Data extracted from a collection
+++++
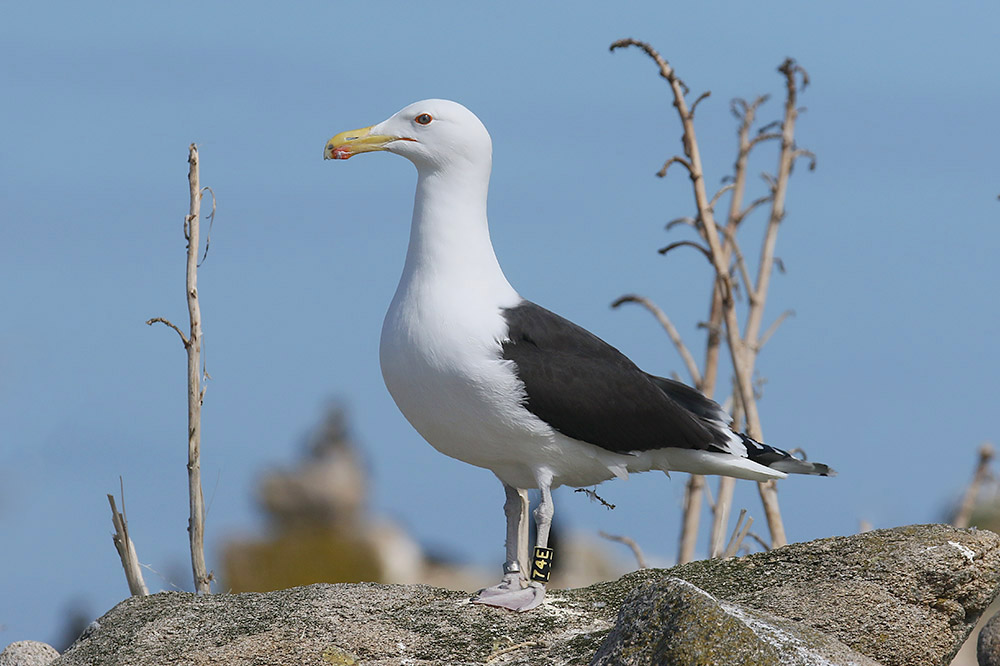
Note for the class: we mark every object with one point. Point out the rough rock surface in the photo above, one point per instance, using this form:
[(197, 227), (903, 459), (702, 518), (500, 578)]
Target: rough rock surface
[(988, 643), (905, 596), (674, 622), (27, 653), (900, 596)]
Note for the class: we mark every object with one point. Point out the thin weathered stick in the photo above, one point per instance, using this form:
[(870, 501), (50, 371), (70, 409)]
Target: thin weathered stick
[(757, 297), (724, 502), (196, 525), (628, 541), (710, 230), (668, 326), (739, 533), (196, 392), (691, 520), (126, 549), (979, 478), (720, 248)]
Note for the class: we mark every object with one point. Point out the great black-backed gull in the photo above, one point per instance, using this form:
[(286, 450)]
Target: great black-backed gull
[(496, 381)]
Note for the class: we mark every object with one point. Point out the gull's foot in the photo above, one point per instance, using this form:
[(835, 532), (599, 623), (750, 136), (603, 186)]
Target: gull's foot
[(513, 592)]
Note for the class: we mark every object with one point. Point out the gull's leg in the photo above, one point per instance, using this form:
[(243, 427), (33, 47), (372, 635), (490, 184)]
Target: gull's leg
[(522, 528), (514, 591)]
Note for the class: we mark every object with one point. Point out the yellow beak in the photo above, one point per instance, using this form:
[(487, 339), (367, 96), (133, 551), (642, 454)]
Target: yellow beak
[(352, 142)]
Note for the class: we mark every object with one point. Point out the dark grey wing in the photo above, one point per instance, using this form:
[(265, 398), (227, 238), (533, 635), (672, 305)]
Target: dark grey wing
[(588, 390), (692, 400)]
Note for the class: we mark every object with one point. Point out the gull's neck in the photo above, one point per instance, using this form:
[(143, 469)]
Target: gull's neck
[(450, 245)]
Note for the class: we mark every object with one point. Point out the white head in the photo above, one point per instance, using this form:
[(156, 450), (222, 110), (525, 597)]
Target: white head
[(435, 134)]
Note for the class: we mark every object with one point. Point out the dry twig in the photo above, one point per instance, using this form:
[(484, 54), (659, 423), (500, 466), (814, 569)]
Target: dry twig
[(126, 549), (196, 391), (979, 478), (721, 248)]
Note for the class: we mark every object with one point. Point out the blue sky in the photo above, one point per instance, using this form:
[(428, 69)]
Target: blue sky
[(887, 371)]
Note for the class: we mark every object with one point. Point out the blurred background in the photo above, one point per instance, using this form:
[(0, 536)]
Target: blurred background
[(887, 371)]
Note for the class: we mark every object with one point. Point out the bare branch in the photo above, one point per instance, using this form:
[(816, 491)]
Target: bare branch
[(738, 535), (768, 127), (720, 519), (979, 477), (677, 244), (696, 486), (662, 173), (722, 190), (666, 71), (211, 221), (802, 152), (196, 523), (762, 137), (695, 104), (741, 264), (125, 547), (594, 497), (628, 541), (167, 322), (773, 327), (668, 326), (763, 544)]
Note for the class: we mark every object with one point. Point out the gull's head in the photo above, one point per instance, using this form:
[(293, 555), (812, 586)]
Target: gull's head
[(432, 134)]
+++++
Which lines above run from the one containing "Target: thin weathered stick" down to the one containing "out the yellow"? Repeat exactly those, both ends included, and nothing else.

Target: thin weathered stick
[(757, 297), (724, 502), (196, 525), (628, 541), (710, 230), (668, 326), (739, 533), (196, 392), (691, 520), (126, 549), (979, 478), (720, 248)]
Note for the class: we mark every object with one point. Point out the great black-backed gull in the photo above, one point per instance, using this form:
[(286, 450)]
Target: great black-backed gull
[(496, 381)]
Note for the class: we mark every object with one point. Point out the gull's foot in the photo above, one point per instance, using this form:
[(835, 532), (599, 623), (750, 136), (603, 186)]
Target: gull's foot
[(513, 592)]
Note for the class: we mark every object with one point. Point out the gull's leg in the photo above, one point per instance, using this form:
[(243, 427), (33, 47), (372, 635), (490, 184)]
Target: gull's leg
[(522, 528), (514, 591)]
Note for the class: we mark every object with one point. Point out the yellow beak in the photo above, one point per instance, using this form:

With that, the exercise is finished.